▶ [Work task]:
Copy out all the entries below, word for word.

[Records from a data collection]
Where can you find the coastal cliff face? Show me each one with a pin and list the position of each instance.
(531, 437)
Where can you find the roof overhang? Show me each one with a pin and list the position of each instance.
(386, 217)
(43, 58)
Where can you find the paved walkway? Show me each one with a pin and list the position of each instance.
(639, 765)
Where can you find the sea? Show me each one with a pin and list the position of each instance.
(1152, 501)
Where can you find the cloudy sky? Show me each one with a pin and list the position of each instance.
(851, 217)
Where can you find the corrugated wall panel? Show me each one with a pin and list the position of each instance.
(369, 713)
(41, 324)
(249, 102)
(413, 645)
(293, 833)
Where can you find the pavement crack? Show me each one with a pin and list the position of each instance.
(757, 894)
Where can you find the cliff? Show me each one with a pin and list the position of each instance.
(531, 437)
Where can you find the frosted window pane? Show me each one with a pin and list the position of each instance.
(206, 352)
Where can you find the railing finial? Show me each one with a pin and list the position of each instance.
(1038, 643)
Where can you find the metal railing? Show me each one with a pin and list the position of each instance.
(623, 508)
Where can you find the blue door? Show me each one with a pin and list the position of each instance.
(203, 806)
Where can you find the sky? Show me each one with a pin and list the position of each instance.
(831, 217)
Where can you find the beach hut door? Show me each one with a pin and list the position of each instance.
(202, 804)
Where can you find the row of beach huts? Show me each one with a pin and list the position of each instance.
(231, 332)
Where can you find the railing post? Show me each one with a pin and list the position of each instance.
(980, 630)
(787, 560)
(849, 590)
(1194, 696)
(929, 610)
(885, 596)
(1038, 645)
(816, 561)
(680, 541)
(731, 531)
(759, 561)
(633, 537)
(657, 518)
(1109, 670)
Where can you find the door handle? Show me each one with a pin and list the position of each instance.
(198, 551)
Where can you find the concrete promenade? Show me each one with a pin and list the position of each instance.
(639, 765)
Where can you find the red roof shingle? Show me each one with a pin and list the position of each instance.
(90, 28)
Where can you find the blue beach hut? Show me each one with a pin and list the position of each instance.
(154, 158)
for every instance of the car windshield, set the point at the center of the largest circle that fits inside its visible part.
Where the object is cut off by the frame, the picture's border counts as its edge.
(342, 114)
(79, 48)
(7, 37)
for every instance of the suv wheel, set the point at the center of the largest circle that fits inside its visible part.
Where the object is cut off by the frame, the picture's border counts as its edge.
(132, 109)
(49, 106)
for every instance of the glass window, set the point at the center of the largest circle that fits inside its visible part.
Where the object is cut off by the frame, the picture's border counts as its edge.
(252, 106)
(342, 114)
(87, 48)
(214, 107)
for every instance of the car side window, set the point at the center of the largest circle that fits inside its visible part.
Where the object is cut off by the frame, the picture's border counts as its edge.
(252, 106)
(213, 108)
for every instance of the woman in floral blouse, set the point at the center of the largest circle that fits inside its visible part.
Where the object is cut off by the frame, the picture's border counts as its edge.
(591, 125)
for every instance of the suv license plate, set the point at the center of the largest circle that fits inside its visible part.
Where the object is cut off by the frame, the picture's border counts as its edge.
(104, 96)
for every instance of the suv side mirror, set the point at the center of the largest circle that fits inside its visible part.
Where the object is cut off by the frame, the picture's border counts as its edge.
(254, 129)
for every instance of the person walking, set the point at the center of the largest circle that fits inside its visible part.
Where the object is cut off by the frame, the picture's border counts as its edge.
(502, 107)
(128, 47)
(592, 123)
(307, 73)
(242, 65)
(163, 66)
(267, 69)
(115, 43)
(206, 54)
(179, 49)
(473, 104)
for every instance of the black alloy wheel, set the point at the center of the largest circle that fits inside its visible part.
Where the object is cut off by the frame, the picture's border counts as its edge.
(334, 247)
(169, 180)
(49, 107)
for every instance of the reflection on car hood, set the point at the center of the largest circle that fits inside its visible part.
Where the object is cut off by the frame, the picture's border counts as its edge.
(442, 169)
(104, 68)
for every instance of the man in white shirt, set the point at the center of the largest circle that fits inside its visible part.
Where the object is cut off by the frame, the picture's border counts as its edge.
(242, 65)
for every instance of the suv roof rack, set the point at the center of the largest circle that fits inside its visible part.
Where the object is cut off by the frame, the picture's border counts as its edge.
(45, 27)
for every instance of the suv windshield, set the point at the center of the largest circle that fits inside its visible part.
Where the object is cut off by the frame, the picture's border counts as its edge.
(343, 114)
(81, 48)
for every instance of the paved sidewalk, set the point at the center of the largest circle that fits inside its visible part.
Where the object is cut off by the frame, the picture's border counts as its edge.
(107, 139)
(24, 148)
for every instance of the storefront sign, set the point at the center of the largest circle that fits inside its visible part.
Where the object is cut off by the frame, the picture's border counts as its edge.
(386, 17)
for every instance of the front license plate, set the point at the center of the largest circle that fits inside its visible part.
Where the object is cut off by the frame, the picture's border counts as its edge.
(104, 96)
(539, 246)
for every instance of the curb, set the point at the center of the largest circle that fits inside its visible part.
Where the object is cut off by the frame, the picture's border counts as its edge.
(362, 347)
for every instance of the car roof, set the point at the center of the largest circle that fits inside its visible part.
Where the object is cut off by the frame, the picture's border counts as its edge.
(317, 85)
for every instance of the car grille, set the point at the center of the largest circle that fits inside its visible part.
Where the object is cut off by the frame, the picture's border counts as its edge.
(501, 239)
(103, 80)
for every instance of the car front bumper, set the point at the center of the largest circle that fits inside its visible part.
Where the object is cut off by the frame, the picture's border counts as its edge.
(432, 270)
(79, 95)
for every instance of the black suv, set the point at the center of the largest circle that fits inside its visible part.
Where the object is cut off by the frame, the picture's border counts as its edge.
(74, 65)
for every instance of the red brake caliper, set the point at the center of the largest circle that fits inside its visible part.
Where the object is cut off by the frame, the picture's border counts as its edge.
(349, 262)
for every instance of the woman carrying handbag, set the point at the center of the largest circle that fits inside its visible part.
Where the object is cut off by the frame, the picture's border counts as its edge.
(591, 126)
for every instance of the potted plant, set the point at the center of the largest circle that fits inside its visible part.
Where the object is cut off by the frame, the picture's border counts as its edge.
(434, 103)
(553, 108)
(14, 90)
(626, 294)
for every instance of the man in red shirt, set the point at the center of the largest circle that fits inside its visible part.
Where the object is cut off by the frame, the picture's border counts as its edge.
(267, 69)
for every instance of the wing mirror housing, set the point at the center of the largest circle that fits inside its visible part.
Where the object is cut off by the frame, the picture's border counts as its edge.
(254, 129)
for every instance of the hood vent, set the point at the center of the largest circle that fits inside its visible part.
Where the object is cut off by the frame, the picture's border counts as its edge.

▶ [Result]:
Where can you find the coastal cliff face? Show me each one with a pin and list the position of each instance.
(531, 437)
Where can you find the roof overhang? Show me each one with a pin and list the position of each instance.
(386, 217)
(43, 58)
Where can you find the paved walkway? Show me each one with a pin and list the position of each instance.
(639, 765)
Where can you find the sea? Show me each one with a pin and list the position of each instance.
(1152, 501)
Where can you find the cloudy sky? Show me each one with a pin and list the position of each instance.
(851, 217)
Where can you find the corrugated wall panel? Show me each one with a pin and list the position of each instance.
(369, 713)
(41, 324)
(249, 102)
(413, 645)
(293, 833)
Where can you find the pavement crack? Show me each one with a pin and list the position of each instance.
(757, 894)
Where can you find the cliff? Show me each one with a pin and list the position of each instance.
(531, 437)
Where can you find the frosted window pane? Show me each one with a pin and list the position of each instance.
(206, 352)
Where can you find the railing finial? Show me each one with a pin and list the position of each instance.
(1038, 643)
Where can you find the metal railing? Show me each one with a pin and list the position of each instance.
(623, 508)
Where can you find the blue door? Show me each one with a pin and list the position of each instance.
(203, 806)
Where can you find the sky? Show me each one with a pin and list the position of each instance.
(831, 217)
Where can you find the beach hut door? Show me each one with a pin and list the position of each instance.
(202, 804)
Where can you find the row of beach huts? Show me each one with a pin and list the position of each instance.
(231, 332)
Where can you find the railing post? Show me each one with a pin and list the position of each instance.
(980, 630)
(787, 560)
(849, 590)
(1194, 696)
(929, 610)
(885, 596)
(1038, 645)
(816, 561)
(680, 541)
(731, 531)
(759, 561)
(633, 537)
(657, 518)
(1109, 670)
Where can you find the door handle? Show me each one with a pin and list the position of each instance.
(198, 551)
Where can you find the concrete promenade? Show me each one with a pin and list the position of each instance.
(639, 765)
Where can you find the red roof shingle? Show me each one with a pin and list the position of each instance.
(90, 28)
Where can you find the blue beach hut? Show me each one with a pin and list the position of each instance.
(154, 158)
for every instance of the car windshield, set the point at the center of the largest circle that fits inside its visible part.
Where the object is cut off by the frame, the picture's border counts as its edge.
(342, 114)
(79, 48)
(7, 37)
for every instance of the suv wheel, set the point at the center of the largest circle that fits inside its visible part.
Where the object is cut off by the frame, the picture's border counts as its edge.
(132, 109)
(49, 106)
for every instance of the glass window, set the point at the center of the largest circle that fits inside its visible part.
Where the object is cut off by the frame, the picture's border counts as its edge.
(252, 106)
(342, 114)
(87, 48)
(214, 107)
for every instance of the car side window, set the point at the center of the largest circle that fits inside its visible part.
Where the object is cut off by the frame, the picture's border counts as its edge.
(252, 106)
(213, 108)
for every instance of the woman in floral blouse, set the point at the center of the largest circle that fits inside its visible part.
Where the object is cut off by the frame, the picture's border counts as its edge.
(591, 125)
for every instance of the suv license plate, set the point at the center of the largest circle that fits inside its visible part.
Where the object is cut off by the frame, the picture's border counts as its edge.
(104, 96)
for every instance of the suv side mirror, set the point at the center of the largest circle that fits inside its visible part.
Where the object is cut off by the frame, the picture's border counts as its edge.
(254, 129)
for every instance of the person walking, set the point at the center of the largest circle that fits inside its visible part.
Where the object is cut off by the frame, the picture's border counts as its edge.
(502, 107)
(128, 47)
(592, 123)
(307, 73)
(242, 65)
(163, 66)
(267, 69)
(115, 43)
(206, 54)
(179, 49)
(473, 104)
for every instance of the black alloy wheel, set the point at the center of the largest circle that fits inside its visible part.
Where the object is cut off by the frame, the picture's border counts as its edge.
(334, 247)
(169, 180)
(49, 107)
for every instance of the reflection on car hood, set the point at the center of the largest circle that fits inside its visible part.
Where the object is cut off by the frame, the picture's border counts as its edge.
(442, 169)
(104, 68)
for every instance of the man in white shirt, set the point at the center of the largest circle that fits inside its visible part.
Where the object is cut off by the frame, the picture's border counts as its edge.
(242, 65)
for every instance of the suv roof rack, set the point at the center of the largest circle that fits inside its visible part.
Where the object is cut off by the frame, the picture's border counts as its edge.
(45, 27)
for every instance of the suv windshield, set the point at the center of the largest circle that fits inside its visible part.
Where the object is cut off by the frame, the picture's border counts as its edge.
(343, 114)
(81, 48)
for every instance of the paved sidewalk, set the point at the center of the largest circle that fits inside its visible part.
Where the object is cut off by the frame, the picture's border counts as its edge.
(107, 139)
(24, 148)
for every instance of the storefront sign, set the point at the center of the largest circle that fits inside its visible part.
Where the object is cut off by the frame, the picture's border counts as its edge.
(386, 17)
for every instance of the front license plate, set the point at the center of the largest circle that fits inside its visible part.
Where the object is cut off by the frame, the picture's border counts as its edge.
(104, 96)
(539, 246)
for every instance of the curb, set the point at the center of the largest circle that fits inside its visible part.
Where the object is cut off by the frame, the picture's border counts as its edge.
(362, 347)
for every instance of the car roof, set the point at the center of the largest circle that fits inside its visible part.
Where the object is cut off by the frame, the picture's border counts as its edge.
(317, 85)
for every instance of the car grille, set the point at the center of the largest circle that fits inside its visible part.
Where the object is cut off by the frame, the picture's border counts as its edge.
(501, 239)
(103, 80)
for every instance of the car front bumper, set the point at the center of the largest circle that fits inside its visible part.
Where the object is cut off by the frame, the picture's border counts as its edge.
(432, 270)
(79, 95)
for every instance of the black suv, set the point at the center of the largest circle that fits inside its visible part.
Where the object is cut off by the frame, the picture's border counts as its edge.
(74, 65)
for every instance of the red brake caliper, set the point at the center of the largest circle that fits inside its visible part.
Where the object is cut off by the frame, the picture's border counts as its edge.
(349, 262)
for every instance of the woman carrying handbag, set the point at the center of the largest circle that fits inside its visible part.
Where the object is cut off by the frame, the picture's border counts as its edge.
(591, 126)
for every instance of the potted plant, set the point at the center of the largest circle that fits inside its visible part.
Where the object is cut off by the frame, the picture's border counts as its edge.
(434, 103)
(553, 108)
(14, 90)
(626, 294)
for every instance of the man in red shirt, set the point at the center of the largest circle that fits inside its visible part.
Where the object is cut off by the frame, the picture's border counts as its edge.
(267, 69)
for every instance of the wing mirror housing, set the point at the center of the largest circle that fits inside its visible part.
Where the object is cut off by the frame, the picture's border counts as its edge.
(254, 129)
for every instance of the hood vent, set the point at the center of the largest circle that fits inside its visible part.
Where the object is cut off by the frame, the picture's border counts as its edge.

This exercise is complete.